### VOCI ELENCATE

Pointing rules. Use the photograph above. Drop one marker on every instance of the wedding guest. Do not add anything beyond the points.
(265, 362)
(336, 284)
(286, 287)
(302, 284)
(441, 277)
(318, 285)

### OBIETTIVO DELL'ESERCIZIO
Trascriva nuovamente i record sostituendo "wedding guest" con "bride" e lasci invariato tutto il resto.

### RISULTATO CORRETTO
Pointing rules. Use the photograph above. Drop one marker on every instance of the bride. Do not add anything beyond the points.
(265, 362)
(336, 284)
(286, 287)
(302, 284)
(441, 277)
(318, 285)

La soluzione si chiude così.